◆ **Problem to solve**: Search the records for "below". Copy every line where it appears.

◆ **Data provided**:
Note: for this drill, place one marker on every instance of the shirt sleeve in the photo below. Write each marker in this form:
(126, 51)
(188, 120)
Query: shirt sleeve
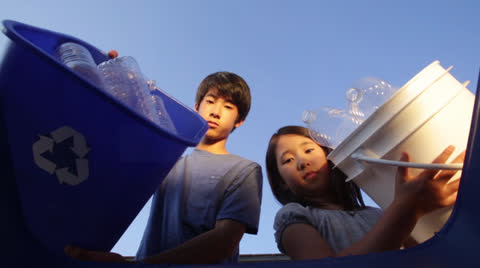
(242, 199)
(291, 213)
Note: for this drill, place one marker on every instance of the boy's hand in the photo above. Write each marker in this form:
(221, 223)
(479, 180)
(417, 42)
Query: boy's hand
(430, 189)
(97, 256)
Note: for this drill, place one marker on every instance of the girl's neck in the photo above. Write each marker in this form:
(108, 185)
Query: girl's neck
(324, 203)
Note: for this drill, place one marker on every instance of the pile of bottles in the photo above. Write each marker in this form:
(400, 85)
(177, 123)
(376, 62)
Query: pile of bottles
(329, 126)
(120, 77)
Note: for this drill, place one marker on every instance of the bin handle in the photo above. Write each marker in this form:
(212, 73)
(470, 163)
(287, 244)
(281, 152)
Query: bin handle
(362, 157)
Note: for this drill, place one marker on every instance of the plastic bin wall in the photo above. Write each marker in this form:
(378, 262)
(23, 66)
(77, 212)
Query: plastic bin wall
(83, 165)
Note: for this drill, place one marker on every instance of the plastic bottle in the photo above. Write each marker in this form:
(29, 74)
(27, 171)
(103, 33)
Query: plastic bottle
(330, 126)
(124, 80)
(79, 59)
(162, 112)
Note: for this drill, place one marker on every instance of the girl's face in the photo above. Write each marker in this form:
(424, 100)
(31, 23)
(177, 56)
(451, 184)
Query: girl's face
(303, 165)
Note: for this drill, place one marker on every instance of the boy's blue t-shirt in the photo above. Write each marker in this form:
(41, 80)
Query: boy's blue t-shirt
(199, 190)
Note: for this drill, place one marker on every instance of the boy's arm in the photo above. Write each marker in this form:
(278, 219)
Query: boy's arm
(209, 247)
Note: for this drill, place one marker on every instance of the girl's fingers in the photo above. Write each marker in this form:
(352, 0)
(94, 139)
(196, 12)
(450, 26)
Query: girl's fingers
(440, 159)
(452, 187)
(402, 172)
(448, 174)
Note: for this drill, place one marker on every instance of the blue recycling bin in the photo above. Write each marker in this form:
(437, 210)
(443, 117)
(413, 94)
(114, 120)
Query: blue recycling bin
(79, 165)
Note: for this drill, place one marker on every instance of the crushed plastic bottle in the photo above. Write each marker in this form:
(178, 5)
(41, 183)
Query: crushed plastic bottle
(163, 116)
(329, 126)
(79, 59)
(124, 80)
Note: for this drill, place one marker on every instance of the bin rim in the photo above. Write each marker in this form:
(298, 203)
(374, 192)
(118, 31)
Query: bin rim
(9, 29)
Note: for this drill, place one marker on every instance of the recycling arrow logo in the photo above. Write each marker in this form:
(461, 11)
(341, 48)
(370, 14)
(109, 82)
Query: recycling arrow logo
(63, 152)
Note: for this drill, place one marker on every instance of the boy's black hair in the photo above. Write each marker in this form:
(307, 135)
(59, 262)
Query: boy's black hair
(229, 86)
(346, 194)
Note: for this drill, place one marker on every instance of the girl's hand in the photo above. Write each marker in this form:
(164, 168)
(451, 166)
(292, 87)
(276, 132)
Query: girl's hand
(97, 256)
(430, 189)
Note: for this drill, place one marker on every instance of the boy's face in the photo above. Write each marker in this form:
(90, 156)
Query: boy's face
(220, 113)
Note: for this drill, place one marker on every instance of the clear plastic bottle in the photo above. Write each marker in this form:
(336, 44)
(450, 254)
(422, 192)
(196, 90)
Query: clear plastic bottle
(330, 126)
(163, 116)
(79, 59)
(124, 80)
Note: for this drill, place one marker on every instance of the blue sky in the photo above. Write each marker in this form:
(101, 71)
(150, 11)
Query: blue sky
(295, 55)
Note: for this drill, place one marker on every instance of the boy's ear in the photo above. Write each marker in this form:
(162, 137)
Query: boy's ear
(239, 123)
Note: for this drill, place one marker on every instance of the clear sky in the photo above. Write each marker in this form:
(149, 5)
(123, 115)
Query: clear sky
(295, 55)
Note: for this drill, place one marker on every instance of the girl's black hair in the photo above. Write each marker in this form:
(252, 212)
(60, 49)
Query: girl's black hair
(346, 194)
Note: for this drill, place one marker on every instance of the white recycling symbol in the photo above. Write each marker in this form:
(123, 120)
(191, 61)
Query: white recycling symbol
(79, 150)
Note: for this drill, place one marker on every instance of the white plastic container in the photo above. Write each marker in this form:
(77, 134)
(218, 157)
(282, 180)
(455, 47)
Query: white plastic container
(430, 112)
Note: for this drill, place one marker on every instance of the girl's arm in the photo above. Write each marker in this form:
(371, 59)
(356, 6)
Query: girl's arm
(414, 197)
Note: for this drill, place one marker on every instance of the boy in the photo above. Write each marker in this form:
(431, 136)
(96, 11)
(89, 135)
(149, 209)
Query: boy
(210, 198)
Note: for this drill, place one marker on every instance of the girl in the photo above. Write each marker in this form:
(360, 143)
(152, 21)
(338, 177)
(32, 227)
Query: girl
(323, 216)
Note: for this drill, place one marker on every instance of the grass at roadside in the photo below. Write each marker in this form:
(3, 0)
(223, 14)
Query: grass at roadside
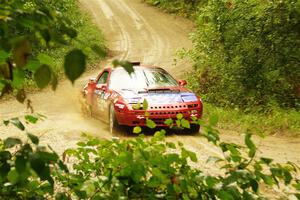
(276, 122)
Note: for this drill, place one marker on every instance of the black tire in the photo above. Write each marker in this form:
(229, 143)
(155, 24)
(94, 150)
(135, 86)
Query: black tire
(86, 109)
(195, 129)
(113, 122)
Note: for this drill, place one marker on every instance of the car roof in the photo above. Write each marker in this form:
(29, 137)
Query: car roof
(135, 67)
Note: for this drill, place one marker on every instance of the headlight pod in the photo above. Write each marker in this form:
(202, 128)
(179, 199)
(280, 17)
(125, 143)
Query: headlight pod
(120, 105)
(132, 100)
(189, 98)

◆ **Finished task**:
Note: for this drill, place one marker on every instance of the shirt sleeve in the photo below. Write each marker in this form:
Note: for this drill, place one marker on every instance of the grass at roadside in the photo below. Write each marker in this form:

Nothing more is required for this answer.